Copy each of the following items word for word, line by line.

□ □ □

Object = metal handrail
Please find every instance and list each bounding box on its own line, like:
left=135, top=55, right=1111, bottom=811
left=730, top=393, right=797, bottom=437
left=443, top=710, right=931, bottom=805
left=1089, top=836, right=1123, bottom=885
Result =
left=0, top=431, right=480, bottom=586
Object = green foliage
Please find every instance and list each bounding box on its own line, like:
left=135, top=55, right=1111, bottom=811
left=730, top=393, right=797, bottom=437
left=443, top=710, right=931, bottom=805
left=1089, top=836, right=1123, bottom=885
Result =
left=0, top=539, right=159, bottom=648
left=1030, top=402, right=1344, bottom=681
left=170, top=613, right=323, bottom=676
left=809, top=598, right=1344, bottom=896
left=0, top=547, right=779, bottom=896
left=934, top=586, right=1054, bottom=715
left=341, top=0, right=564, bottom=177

□ □ □

### Worked answer
Object = metal handrail
Please find every instance and list each bounding box on its own line, like:
left=135, top=55, right=1111, bottom=811
left=730, top=393, right=797, bottom=437
left=443, top=710, right=931, bottom=805
left=1089, top=836, right=1123, bottom=885
Result =
left=0, top=431, right=480, bottom=586
Object = green foliage
Please find every instance and list each bounding box on its own line, like:
left=135, top=55, right=1111, bottom=811
left=730, top=393, right=797, bottom=437
left=443, top=710, right=931, bottom=805
left=1089, top=836, right=1123, bottom=885
Result =
left=0, top=539, right=159, bottom=648
left=1030, top=402, right=1344, bottom=681
left=170, top=613, right=323, bottom=676
left=809, top=598, right=1344, bottom=896
left=0, top=547, right=779, bottom=896
left=934, top=586, right=1054, bottom=715
left=341, top=0, right=564, bottom=177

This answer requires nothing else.